The problem:
Every line of the data should be output word for word.

Data shown:

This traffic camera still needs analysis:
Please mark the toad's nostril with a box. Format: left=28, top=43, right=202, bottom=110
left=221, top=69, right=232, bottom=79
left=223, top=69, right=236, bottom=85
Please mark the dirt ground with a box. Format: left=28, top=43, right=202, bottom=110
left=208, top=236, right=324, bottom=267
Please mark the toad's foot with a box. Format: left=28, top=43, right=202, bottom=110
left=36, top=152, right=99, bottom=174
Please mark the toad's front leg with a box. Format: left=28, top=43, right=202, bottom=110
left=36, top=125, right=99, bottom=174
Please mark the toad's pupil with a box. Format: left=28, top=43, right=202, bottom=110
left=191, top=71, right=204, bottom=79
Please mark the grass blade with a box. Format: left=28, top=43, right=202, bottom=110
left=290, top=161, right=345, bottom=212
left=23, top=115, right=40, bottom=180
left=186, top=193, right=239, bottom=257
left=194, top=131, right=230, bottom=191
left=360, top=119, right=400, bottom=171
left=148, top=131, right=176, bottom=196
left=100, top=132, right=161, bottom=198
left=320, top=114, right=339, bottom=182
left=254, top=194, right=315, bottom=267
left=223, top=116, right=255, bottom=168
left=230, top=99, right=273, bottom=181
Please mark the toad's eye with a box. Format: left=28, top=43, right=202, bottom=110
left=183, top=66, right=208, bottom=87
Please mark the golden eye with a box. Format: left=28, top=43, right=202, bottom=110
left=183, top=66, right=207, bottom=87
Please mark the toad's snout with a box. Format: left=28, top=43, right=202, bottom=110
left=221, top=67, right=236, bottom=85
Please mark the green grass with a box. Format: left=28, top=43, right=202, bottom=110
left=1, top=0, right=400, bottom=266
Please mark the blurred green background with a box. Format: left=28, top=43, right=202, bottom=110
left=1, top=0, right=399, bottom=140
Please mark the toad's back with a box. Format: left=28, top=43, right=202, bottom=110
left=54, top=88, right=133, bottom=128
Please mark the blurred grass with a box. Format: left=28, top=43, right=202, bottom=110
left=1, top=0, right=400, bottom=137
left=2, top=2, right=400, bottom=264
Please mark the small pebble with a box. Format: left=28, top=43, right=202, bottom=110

Task answer:
This traffic camera still needs analysis:
Please mark the toad's nostril with a box. Format: left=28, top=43, right=202, bottom=110
left=221, top=69, right=232, bottom=79
left=223, top=69, right=236, bottom=85
Please mark the dirt ground with a box. Format: left=28, top=43, right=202, bottom=110
left=208, top=236, right=324, bottom=267
Please mark the toad's foot with a box. Format: left=28, top=43, right=202, bottom=110
left=36, top=152, right=99, bottom=174
Please mark the toad's front leg with a box. Format: left=28, top=43, right=202, bottom=110
left=36, top=125, right=99, bottom=174
Please mark the toad's pupil with a box. Format: left=28, top=43, right=202, bottom=110
left=191, top=71, right=204, bottom=79
Please mark the grass blade with a box. Format: left=28, top=43, right=202, bottom=110
left=290, top=161, right=345, bottom=212
left=23, top=115, right=40, bottom=180
left=186, top=193, right=239, bottom=257
left=194, top=131, right=230, bottom=191
left=360, top=119, right=400, bottom=171
left=148, top=131, right=176, bottom=196
left=100, top=132, right=161, bottom=198
left=320, top=114, right=339, bottom=182
left=254, top=194, right=315, bottom=267
left=223, top=116, right=255, bottom=168
left=230, top=99, right=273, bottom=181
Please mark the toad's eye with a box. Format: left=28, top=43, right=202, bottom=110
left=183, top=66, right=208, bottom=87
Please mark the golden eye with a box. Format: left=28, top=43, right=202, bottom=110
left=183, top=66, right=207, bottom=87
Please mark the toad's snout with a box. Format: left=28, top=43, right=202, bottom=110
left=221, top=67, right=236, bottom=85
Please mark the green grass with a box. Format: left=28, top=43, right=202, bottom=110
left=1, top=0, right=400, bottom=266
Please mark the blurred green background with a box. Format: left=28, top=43, right=202, bottom=110
left=1, top=0, right=399, bottom=140
Please mark the toad's back with a box. Format: left=28, top=43, right=202, bottom=110
left=54, top=88, right=133, bottom=128
Please mark the blurred grass with a box. Format: left=28, top=43, right=202, bottom=110
left=1, top=0, right=400, bottom=137
left=2, top=2, right=400, bottom=264
Please mark the small pebble with a box. Format: left=28, top=43, right=202, bottom=110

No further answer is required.